# Task description
Please extract all lines from the items below that contain the word "every".

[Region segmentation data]
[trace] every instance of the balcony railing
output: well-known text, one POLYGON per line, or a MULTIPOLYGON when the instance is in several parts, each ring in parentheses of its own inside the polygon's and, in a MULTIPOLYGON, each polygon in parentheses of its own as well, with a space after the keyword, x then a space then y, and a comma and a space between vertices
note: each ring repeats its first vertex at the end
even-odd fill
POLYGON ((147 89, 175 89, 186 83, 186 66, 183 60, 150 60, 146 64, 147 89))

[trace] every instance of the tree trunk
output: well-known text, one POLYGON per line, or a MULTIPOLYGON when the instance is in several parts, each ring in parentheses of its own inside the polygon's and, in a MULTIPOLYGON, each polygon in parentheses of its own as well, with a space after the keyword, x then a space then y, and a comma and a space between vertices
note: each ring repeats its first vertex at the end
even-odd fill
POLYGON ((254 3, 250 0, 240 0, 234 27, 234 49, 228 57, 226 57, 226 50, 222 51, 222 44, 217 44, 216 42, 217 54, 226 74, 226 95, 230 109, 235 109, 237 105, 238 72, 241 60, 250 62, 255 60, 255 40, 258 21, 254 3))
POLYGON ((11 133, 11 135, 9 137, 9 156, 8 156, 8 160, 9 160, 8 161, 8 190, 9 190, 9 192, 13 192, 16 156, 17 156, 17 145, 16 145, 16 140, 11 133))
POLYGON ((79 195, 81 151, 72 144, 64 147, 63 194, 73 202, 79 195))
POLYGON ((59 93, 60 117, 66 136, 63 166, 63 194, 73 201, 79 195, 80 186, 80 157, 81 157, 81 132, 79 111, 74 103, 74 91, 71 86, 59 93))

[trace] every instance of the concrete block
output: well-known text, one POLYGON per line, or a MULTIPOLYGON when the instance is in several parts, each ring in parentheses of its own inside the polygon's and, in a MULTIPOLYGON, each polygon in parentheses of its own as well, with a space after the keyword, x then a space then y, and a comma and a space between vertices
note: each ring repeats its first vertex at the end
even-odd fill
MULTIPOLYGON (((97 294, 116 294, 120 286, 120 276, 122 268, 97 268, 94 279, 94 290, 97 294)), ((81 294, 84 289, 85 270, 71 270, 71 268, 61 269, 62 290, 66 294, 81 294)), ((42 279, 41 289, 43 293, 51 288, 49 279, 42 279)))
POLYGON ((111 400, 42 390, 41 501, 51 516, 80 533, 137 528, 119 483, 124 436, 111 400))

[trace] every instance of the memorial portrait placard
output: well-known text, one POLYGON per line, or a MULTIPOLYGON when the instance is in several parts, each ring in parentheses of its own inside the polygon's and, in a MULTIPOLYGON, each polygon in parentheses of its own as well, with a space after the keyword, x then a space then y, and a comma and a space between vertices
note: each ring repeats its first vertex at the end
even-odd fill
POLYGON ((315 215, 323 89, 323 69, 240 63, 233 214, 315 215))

# The solution
[trace] every instance of the balcony railing
[trace] every instance of the tree trunk
[trace] every instance of the concrete block
[trace] every instance of the memorial portrait placard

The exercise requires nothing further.